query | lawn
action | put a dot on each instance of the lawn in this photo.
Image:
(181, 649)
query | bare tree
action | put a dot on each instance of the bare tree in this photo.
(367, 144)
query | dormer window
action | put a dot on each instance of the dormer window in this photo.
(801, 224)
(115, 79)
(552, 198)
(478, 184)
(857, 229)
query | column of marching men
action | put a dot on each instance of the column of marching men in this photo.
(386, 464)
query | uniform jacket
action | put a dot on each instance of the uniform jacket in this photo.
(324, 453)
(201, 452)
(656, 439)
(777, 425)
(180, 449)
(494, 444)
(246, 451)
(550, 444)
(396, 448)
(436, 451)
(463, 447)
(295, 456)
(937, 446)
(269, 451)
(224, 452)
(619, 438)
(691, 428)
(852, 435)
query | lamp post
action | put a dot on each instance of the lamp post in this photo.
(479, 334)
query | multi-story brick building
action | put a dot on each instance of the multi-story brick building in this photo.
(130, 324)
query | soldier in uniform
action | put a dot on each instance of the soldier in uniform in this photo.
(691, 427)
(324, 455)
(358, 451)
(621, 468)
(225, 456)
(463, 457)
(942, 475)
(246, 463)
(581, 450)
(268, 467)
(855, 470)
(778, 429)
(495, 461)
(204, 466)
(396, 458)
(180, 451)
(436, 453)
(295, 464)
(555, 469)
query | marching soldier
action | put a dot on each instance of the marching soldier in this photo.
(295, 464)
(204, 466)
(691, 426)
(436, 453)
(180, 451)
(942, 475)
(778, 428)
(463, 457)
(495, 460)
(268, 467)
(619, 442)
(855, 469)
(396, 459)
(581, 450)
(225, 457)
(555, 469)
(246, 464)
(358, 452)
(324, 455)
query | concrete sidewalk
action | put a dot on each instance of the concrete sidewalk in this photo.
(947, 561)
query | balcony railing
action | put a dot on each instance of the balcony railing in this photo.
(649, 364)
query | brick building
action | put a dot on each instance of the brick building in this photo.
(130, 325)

→ Stated problem
Please output every record, keeping each line exact.

→ Task result
query | lawn
action | put a dot on each instance of the lawn in this photo.
Image:
(181, 649)
query | bare tree
action | put a dot on each instance of the bare tree in this photo.
(367, 144)
query | dormer window
action | put a dot on each instance of the dormer window in this photo.
(801, 224)
(115, 79)
(552, 198)
(478, 184)
(857, 229)
query | column of marching men
action | put a dot on each instance of the column of marching men in this photo.
(386, 464)
query | uniform jacket
action | put a dot on each instance of the uniform jacket in this photo.
(324, 453)
(201, 452)
(656, 439)
(777, 425)
(180, 449)
(494, 444)
(246, 451)
(550, 444)
(396, 448)
(436, 451)
(463, 447)
(295, 456)
(937, 446)
(269, 451)
(224, 452)
(619, 438)
(691, 428)
(852, 435)
query | lamp post
action | put a dot on each instance of the lamp post in this photo.
(479, 334)
query | multi-story brick building
action | put a dot on each instance of the multi-story brick building in this photo.
(130, 324)
query | soldier in uniform
action | put a dot on each instance of the soldier in uniform in this photo.
(691, 427)
(324, 455)
(358, 451)
(621, 468)
(225, 456)
(463, 457)
(942, 475)
(246, 463)
(581, 450)
(268, 467)
(855, 470)
(778, 429)
(495, 461)
(204, 466)
(396, 458)
(180, 451)
(436, 453)
(295, 464)
(555, 469)
query | marching soldier
action | put a dot on each instance of the marching soldier in this photo.
(295, 464)
(204, 466)
(691, 426)
(436, 453)
(180, 451)
(942, 475)
(778, 428)
(463, 457)
(495, 460)
(268, 467)
(619, 442)
(855, 469)
(396, 459)
(581, 450)
(225, 457)
(555, 469)
(246, 464)
(358, 452)
(324, 455)
query | concrete sidewalk
action | put a dot on each instance of the concrete sidewalk in this photo.
(947, 561)
query | balcony railing
action | put a dot on each instance of the balcony railing in this photo.
(649, 364)
query | brick building
action | put a dot on each instance of the brick building in this photo.
(130, 325)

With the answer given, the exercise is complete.